====== Data for this exercise

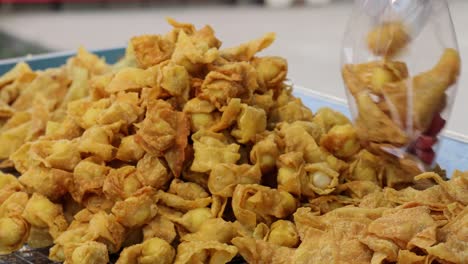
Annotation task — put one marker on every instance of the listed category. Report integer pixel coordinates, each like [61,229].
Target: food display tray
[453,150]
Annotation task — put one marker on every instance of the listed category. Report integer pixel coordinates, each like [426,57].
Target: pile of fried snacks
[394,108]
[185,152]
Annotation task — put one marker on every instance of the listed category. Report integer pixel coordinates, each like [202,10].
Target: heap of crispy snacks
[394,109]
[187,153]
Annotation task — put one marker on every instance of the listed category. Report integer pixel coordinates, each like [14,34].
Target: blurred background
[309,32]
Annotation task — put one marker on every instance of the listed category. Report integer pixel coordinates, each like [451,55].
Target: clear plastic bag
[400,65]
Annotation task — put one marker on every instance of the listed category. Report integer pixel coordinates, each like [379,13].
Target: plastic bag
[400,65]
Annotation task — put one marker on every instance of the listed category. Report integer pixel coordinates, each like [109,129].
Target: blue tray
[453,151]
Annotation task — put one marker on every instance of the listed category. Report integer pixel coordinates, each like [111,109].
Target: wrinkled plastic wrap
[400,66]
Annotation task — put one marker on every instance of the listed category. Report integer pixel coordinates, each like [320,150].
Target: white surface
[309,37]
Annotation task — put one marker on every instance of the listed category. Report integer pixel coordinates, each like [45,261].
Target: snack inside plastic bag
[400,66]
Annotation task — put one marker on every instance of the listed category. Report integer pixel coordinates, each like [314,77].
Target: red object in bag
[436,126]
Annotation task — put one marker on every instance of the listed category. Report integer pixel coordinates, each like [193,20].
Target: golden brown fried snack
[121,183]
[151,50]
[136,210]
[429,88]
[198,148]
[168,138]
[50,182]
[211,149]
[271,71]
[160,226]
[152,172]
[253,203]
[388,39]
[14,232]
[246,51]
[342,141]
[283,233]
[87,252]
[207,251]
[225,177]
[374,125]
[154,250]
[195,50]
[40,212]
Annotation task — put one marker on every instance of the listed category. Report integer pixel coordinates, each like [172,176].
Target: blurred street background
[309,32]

============
====== Data for this exercise

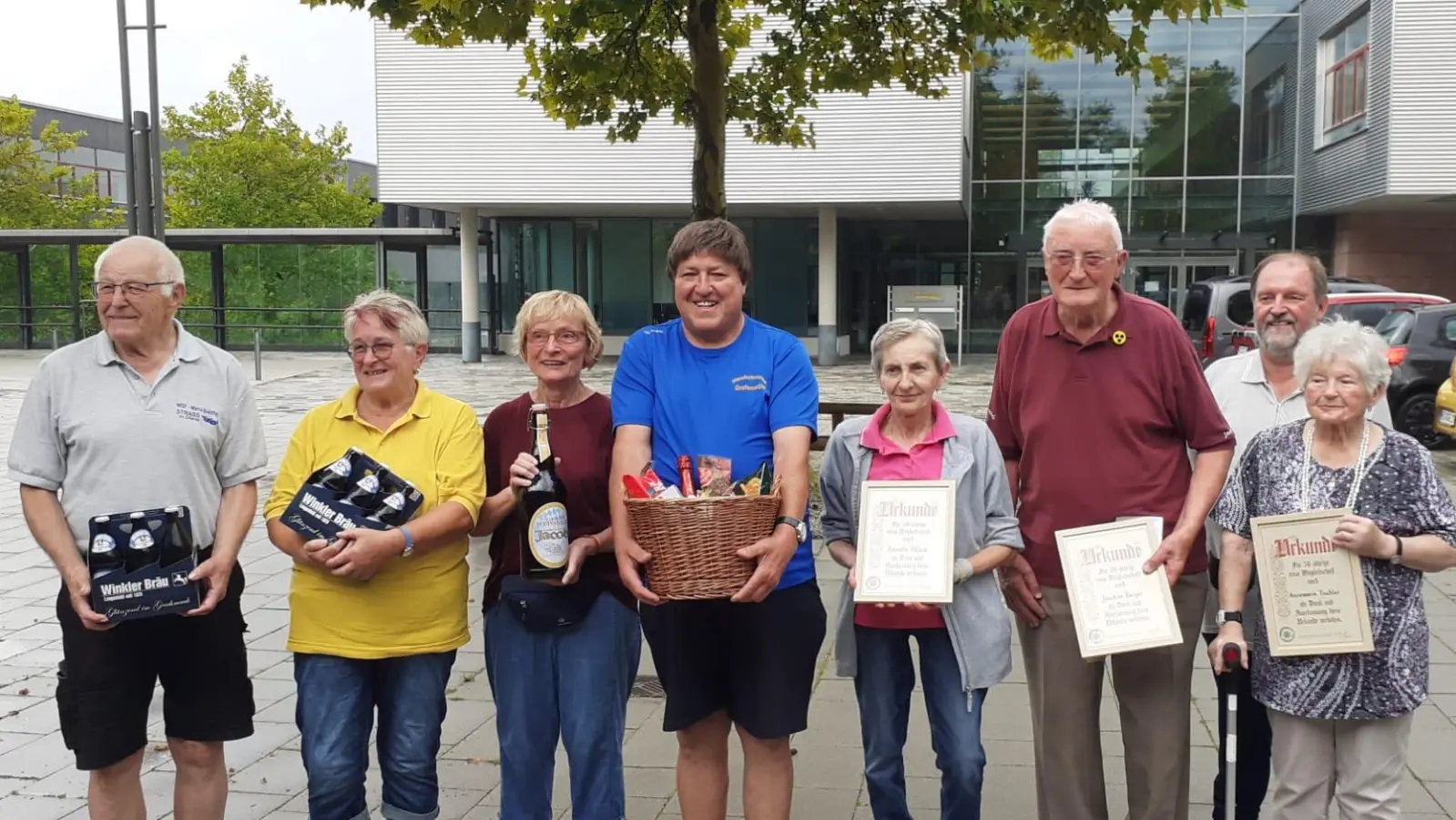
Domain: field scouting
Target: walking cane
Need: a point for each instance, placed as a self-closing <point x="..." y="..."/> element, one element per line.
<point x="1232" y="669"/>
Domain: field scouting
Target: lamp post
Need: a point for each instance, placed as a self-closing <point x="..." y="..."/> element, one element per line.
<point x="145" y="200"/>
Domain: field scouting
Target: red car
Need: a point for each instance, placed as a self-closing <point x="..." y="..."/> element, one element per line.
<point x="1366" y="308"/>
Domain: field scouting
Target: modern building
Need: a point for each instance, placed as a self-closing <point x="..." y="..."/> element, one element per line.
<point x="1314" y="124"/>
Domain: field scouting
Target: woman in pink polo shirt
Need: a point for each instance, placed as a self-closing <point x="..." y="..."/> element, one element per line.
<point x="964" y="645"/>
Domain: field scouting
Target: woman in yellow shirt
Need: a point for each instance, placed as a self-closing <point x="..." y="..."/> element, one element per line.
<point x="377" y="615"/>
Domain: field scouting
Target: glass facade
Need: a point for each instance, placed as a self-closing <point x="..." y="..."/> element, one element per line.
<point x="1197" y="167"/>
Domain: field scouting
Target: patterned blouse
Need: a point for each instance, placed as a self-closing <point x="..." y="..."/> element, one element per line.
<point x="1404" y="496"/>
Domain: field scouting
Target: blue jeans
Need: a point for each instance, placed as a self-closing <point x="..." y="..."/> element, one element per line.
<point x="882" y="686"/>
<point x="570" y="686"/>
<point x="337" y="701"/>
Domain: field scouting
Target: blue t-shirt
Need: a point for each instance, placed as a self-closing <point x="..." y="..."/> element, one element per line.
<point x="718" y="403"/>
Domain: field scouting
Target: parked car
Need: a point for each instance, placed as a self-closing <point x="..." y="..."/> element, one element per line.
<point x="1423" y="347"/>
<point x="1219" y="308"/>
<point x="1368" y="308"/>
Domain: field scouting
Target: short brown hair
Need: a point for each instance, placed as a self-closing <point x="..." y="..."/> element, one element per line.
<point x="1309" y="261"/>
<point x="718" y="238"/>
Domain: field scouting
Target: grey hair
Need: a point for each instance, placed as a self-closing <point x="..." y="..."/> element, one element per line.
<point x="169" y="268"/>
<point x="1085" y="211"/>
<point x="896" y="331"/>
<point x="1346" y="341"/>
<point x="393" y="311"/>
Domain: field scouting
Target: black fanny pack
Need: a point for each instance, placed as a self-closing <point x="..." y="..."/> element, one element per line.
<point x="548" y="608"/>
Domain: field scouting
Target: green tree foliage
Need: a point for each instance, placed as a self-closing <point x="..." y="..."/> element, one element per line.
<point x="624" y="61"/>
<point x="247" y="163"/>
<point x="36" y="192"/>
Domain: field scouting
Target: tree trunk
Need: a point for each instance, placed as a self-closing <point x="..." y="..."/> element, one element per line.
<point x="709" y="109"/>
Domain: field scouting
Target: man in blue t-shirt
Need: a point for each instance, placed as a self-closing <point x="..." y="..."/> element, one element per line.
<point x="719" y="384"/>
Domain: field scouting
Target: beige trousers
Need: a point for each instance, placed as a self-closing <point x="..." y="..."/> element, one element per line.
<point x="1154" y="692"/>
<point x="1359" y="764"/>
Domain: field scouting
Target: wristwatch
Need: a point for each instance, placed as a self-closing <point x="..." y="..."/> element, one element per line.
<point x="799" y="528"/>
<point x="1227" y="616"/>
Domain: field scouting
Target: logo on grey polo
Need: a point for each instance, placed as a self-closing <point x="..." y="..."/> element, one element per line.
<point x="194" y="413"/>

============

## What to work on
Pick out every line in the data above that contains the string "plastic", and copy each one in full. Case counts.

## Solution to this problem
Target: clear plastic bag
Target: plastic bag
Target: wrinkled plastic wrap
Target: snack inside plastic bag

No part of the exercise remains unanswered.